Exercise goal:
Reproduce the listing from its start through the line containing "[(199, 207), (199, 114), (130, 44), (97, 63), (96, 229)]", swapping "whitewashed wall" for "limewashed wall" and leaving everything else unchanged.

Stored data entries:
-- begin --

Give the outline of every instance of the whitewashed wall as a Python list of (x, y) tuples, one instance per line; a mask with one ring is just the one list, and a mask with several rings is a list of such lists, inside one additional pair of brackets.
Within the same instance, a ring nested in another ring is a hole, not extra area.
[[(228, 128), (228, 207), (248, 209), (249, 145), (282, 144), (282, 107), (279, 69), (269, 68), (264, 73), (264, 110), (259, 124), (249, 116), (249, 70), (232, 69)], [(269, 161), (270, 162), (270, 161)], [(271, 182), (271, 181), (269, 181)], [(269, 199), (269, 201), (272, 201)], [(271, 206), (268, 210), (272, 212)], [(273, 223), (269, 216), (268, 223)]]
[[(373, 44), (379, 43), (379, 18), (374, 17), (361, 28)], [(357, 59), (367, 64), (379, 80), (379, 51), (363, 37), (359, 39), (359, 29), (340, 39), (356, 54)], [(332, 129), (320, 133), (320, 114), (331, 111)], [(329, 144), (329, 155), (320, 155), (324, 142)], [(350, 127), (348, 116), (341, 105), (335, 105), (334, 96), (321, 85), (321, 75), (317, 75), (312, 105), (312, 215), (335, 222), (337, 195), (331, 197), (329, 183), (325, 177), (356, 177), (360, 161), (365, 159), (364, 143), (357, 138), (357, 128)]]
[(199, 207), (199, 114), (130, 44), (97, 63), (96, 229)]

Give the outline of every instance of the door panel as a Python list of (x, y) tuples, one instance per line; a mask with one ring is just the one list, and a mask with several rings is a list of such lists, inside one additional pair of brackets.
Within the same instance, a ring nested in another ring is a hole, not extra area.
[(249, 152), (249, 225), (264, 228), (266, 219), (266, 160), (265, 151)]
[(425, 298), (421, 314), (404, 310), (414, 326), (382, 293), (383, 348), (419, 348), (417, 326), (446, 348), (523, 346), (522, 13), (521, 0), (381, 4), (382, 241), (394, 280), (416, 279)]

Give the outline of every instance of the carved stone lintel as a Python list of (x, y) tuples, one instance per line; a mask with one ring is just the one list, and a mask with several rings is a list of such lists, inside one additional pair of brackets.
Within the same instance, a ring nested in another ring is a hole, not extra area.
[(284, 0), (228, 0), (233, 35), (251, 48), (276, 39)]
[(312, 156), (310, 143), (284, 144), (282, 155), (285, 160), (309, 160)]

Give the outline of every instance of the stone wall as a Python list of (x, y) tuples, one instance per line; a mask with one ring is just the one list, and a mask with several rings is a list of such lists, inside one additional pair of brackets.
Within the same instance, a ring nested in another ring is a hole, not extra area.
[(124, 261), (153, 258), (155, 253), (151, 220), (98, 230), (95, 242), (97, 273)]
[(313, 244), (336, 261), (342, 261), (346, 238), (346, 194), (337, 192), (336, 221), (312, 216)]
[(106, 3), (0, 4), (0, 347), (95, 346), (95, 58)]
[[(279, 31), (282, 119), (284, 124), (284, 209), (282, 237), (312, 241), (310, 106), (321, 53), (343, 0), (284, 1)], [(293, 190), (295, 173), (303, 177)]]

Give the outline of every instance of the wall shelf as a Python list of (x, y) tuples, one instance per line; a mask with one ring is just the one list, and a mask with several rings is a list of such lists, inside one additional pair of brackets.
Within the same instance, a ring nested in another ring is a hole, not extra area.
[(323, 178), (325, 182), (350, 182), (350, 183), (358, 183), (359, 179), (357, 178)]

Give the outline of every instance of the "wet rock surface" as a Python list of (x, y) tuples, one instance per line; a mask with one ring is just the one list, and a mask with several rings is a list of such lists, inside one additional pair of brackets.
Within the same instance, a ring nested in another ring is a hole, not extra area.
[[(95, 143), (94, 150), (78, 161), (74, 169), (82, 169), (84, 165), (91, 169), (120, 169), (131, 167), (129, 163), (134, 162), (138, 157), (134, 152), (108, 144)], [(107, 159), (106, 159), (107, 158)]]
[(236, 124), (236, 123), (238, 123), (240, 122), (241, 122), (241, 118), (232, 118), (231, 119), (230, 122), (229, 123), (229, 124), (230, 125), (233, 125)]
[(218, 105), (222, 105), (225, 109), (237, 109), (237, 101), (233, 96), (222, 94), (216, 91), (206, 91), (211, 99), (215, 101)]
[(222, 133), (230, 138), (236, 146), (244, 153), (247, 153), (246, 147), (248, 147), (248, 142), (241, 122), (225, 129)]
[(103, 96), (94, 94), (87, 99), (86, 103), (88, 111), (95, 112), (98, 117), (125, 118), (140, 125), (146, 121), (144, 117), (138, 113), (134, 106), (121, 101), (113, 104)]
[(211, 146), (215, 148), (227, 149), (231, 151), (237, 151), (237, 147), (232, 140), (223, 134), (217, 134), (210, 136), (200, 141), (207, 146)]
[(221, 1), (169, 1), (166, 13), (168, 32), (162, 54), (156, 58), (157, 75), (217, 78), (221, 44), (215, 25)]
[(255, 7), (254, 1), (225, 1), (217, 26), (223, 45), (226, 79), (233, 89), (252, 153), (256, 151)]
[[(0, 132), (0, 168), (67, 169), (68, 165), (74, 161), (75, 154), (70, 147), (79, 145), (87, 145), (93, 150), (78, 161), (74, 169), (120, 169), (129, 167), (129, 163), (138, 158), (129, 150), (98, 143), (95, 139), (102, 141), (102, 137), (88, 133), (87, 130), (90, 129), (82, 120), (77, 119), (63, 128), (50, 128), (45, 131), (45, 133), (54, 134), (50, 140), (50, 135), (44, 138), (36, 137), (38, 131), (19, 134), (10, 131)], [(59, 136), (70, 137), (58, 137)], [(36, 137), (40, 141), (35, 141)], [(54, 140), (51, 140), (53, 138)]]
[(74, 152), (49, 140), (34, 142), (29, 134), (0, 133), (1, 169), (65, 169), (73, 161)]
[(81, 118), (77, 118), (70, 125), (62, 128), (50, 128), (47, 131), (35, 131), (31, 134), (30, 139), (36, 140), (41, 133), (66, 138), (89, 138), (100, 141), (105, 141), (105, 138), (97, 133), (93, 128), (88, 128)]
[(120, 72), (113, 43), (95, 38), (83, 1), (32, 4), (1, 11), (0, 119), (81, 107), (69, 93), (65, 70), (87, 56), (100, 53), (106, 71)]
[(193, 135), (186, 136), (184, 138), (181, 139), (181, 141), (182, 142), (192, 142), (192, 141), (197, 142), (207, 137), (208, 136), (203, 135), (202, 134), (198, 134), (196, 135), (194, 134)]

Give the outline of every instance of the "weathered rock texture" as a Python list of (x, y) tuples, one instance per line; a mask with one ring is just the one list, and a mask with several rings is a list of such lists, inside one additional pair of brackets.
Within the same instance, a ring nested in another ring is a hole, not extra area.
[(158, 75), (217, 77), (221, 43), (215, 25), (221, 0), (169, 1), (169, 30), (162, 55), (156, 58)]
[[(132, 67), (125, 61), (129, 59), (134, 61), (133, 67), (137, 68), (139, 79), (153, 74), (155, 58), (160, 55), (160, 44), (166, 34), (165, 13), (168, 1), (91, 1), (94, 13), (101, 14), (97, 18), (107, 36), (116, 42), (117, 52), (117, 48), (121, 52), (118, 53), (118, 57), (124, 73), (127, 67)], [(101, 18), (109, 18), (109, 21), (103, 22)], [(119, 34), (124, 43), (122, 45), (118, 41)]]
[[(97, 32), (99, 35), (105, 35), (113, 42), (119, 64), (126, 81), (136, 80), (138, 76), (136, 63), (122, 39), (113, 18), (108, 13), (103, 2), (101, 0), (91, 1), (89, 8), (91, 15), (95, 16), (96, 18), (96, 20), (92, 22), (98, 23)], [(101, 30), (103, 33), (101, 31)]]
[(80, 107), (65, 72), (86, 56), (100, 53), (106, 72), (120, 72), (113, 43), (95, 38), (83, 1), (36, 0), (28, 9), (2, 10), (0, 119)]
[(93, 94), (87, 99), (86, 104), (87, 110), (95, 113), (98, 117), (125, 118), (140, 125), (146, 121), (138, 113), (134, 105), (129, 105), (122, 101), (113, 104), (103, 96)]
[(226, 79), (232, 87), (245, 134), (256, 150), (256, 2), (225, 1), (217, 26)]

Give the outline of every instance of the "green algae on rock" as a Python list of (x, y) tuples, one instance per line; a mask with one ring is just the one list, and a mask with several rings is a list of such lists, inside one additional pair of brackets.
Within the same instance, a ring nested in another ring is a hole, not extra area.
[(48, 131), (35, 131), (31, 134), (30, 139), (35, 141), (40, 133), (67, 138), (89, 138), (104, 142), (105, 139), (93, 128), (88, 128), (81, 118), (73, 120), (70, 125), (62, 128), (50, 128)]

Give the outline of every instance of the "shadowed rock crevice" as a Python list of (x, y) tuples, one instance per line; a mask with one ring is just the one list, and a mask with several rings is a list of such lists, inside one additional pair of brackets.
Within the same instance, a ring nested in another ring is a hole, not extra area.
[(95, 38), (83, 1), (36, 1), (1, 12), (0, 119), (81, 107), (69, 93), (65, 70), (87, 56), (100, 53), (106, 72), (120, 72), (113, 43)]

-- end --

Exercise result:
Give the outline of every instance of the limewashed wall as a Python list of (x, y) tuples, one instance per line; a mask with one ring is just the one list, and a mask with several rings is a list of such lists, inside one additional pair of brackets.
Within the same instance, a ring nested in another ring is a hole, not extra area.
[[(228, 128), (228, 207), (248, 209), (249, 145), (282, 144), (282, 107), (279, 69), (269, 68), (264, 73), (264, 110), (259, 124), (249, 116), (249, 70), (232, 69)], [(269, 161), (270, 162), (270, 161)], [(271, 182), (271, 181), (269, 181)], [(269, 199), (269, 201), (272, 201)], [(271, 206), (268, 210), (272, 212)], [(273, 223), (269, 216), (268, 223)]]
[[(373, 44), (379, 43), (379, 18), (374, 17), (361, 28)], [(357, 59), (367, 64), (379, 80), (379, 51), (363, 37), (359, 39), (359, 29), (340, 39), (356, 54)], [(332, 129), (320, 133), (320, 114), (331, 111)], [(329, 144), (329, 155), (320, 155), (324, 142)], [(350, 127), (348, 116), (341, 105), (335, 105), (334, 96), (321, 85), (321, 75), (317, 75), (312, 105), (312, 215), (335, 222), (337, 195), (331, 197), (329, 183), (325, 177), (356, 177), (360, 161), (365, 159), (364, 143), (357, 138), (357, 128)]]
[(199, 207), (199, 114), (130, 44), (97, 63), (96, 229)]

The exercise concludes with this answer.